# Problem 1:
In the news item on unemployment claims, what share of the pre-crisis labor force has applied for benefits?
# Problem 2:
Set down the news item on unemployment claims word for word, everything from "The unprecedented surge" down to "the Labor Department.".

# Passage for review:
Some 3.8 million American workers who just lost their jobs applied
last week for unemployment benefits, bringing a record number of layoffs
during the coronavirus crisis to about 30 million in a month and a
half.
The weekly pace of layoffs has slowed since peaking at 6.9
million at the end of March, but millions more are still expected to
apply in the next several weeks. And many are still waiting for states
to process and approve their claims.
The unprecedented surge in layoffs as business shutdown to combat the
coronavirus pandemic has pushed the unemployment rate to the highest
levels since the Great Depression of the 1930s. Pinning down the true
level of unemployment isn’t easy, but senior economist Sal Guatieri of
BMO Capital Markets points out that about 19% of the pre-crisis labor
force has applied for benefits.
The official jobless rate will be released next week with the Labor Department’s employment report for April.
Last week, the states of Florida, Georgia, California, Texas and New
York reported the biggest increases in new claims, according to the Labor Department.

# Data excerpts:
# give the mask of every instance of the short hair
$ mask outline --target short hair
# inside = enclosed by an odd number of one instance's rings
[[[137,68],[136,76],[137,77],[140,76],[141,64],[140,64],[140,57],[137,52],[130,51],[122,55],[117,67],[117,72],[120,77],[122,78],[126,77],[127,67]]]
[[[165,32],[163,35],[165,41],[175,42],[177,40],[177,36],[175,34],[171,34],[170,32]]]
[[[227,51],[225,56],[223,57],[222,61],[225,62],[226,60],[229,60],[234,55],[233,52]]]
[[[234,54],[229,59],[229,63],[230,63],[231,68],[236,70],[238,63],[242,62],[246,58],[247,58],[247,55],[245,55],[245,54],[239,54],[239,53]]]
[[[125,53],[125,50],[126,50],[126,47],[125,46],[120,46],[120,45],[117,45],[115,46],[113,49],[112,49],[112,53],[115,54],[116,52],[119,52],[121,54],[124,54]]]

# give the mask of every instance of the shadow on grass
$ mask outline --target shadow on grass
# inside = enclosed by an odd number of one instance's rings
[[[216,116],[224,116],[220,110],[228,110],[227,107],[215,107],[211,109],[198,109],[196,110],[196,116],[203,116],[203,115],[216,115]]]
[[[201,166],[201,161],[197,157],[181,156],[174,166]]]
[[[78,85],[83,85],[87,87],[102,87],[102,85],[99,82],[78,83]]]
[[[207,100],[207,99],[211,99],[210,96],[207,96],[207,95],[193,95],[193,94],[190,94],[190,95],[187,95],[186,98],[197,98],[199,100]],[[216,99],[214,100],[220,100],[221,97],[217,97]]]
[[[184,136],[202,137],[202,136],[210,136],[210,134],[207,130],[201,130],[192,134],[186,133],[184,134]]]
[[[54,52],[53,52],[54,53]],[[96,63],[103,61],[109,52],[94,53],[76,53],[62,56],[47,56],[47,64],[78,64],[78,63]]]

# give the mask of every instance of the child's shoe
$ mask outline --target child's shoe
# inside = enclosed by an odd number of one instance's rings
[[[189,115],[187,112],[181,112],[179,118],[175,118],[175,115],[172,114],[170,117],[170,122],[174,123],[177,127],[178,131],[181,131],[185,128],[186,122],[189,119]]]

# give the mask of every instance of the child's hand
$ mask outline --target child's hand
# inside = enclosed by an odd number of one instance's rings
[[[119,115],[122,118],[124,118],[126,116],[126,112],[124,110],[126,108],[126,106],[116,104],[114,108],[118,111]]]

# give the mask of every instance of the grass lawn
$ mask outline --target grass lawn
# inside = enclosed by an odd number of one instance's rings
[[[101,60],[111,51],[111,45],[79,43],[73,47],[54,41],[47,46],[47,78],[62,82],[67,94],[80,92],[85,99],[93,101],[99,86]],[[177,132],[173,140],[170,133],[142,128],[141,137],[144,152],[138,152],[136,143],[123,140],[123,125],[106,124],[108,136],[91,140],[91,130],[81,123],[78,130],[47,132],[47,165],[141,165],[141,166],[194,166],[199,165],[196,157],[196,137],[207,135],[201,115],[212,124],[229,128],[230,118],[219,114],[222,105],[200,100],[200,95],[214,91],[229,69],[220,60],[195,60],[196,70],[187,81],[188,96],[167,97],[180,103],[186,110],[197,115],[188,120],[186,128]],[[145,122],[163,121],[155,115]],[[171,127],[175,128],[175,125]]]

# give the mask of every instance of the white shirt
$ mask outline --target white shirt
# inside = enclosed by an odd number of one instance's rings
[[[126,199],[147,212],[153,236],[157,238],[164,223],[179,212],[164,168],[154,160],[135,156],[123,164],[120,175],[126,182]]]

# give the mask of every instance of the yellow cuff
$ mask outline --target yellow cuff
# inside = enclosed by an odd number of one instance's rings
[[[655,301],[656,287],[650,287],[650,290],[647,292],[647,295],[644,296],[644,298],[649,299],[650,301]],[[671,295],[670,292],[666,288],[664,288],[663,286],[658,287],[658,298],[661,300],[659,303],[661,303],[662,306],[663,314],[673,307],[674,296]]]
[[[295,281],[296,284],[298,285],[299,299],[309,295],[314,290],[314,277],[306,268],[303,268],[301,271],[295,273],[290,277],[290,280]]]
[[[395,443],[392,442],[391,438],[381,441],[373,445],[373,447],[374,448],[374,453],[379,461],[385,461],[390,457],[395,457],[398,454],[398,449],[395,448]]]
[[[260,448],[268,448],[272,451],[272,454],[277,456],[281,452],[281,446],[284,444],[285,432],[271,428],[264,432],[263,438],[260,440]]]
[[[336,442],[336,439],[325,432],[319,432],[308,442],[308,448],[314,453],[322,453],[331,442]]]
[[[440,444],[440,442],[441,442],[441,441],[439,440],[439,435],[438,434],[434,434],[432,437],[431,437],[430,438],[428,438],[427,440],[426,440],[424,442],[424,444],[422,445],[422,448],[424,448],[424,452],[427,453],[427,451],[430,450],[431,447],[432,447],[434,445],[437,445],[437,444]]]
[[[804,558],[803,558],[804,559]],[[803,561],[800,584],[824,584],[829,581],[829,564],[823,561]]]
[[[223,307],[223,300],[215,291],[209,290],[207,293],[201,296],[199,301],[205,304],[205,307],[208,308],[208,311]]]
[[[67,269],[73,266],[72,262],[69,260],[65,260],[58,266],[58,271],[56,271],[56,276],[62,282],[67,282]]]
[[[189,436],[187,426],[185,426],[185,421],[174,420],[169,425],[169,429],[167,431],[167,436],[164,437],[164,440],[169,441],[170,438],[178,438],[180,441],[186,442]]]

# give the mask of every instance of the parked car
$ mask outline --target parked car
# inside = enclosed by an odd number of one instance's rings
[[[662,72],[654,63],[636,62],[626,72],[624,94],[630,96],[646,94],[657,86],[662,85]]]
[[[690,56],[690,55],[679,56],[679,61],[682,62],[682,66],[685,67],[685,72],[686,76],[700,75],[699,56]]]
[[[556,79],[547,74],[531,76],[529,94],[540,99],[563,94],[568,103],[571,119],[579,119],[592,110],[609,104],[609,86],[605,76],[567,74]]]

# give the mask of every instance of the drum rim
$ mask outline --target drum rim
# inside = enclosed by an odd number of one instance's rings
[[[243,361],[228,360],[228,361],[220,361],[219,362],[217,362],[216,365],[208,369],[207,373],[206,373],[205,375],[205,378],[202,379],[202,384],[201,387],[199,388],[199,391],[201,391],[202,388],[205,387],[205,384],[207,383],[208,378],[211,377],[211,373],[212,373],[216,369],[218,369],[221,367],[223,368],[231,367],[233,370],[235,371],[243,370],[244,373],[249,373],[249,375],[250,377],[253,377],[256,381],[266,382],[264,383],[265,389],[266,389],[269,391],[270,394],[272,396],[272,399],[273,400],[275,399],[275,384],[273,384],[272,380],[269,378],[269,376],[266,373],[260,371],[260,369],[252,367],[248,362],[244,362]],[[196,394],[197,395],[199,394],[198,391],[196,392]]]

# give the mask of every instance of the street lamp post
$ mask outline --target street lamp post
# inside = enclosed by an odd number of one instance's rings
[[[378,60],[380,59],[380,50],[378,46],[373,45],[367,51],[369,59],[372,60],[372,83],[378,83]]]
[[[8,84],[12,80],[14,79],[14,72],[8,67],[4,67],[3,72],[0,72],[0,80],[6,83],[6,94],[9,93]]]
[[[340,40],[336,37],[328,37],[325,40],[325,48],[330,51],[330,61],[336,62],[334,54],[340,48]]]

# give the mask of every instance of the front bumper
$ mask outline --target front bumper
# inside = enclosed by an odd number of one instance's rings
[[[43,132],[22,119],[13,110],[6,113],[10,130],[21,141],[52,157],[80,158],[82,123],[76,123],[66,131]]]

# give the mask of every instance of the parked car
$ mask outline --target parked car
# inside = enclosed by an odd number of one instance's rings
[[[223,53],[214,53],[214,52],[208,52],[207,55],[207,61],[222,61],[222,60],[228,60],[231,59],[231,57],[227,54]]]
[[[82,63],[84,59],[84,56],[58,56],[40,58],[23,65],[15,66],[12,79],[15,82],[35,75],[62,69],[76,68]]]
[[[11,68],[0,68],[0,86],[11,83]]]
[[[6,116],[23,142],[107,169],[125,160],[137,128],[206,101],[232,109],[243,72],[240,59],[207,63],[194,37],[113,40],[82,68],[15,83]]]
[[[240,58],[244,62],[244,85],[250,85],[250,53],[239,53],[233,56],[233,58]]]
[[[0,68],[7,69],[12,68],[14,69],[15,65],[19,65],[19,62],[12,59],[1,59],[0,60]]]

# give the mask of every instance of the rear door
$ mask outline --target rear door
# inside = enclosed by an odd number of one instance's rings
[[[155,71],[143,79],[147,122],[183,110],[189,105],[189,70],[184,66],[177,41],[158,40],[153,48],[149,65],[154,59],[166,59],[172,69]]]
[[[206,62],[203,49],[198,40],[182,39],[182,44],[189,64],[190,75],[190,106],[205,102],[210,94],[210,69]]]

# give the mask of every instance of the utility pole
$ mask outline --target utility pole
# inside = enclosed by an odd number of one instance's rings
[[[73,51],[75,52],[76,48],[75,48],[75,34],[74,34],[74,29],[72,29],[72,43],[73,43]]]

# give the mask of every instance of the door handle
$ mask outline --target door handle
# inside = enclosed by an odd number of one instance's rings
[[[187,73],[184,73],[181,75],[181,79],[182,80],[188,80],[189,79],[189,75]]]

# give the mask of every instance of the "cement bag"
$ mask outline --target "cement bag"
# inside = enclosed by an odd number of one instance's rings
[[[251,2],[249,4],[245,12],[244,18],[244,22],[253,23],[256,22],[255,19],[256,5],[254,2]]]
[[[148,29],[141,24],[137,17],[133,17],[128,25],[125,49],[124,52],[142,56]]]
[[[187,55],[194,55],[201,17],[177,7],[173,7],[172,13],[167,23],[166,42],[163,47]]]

# Written answer 1:
About 19% of the pre-crisis labor force.

# Written answer 2:
The unprecedented surge in layoffs as business shutdown to combat the
coronavirus pandemic has pushed the unemployment rate to the highest
levels since the Great Depression of the 1930s. Pinning down the true
level of unemployment isn’t easy, but senior economist Sal Guatieri of
BMO Capital Markets points out that about 19% of the pre-crisis labor
force has applied for benefits.
The official jobless rate will be released next week with the Labor Department’s employment report for April.
Last week, the states of Florida, Georgia, California, Texas and New
York reported the biggest increases in new claims, according to the Labor Department.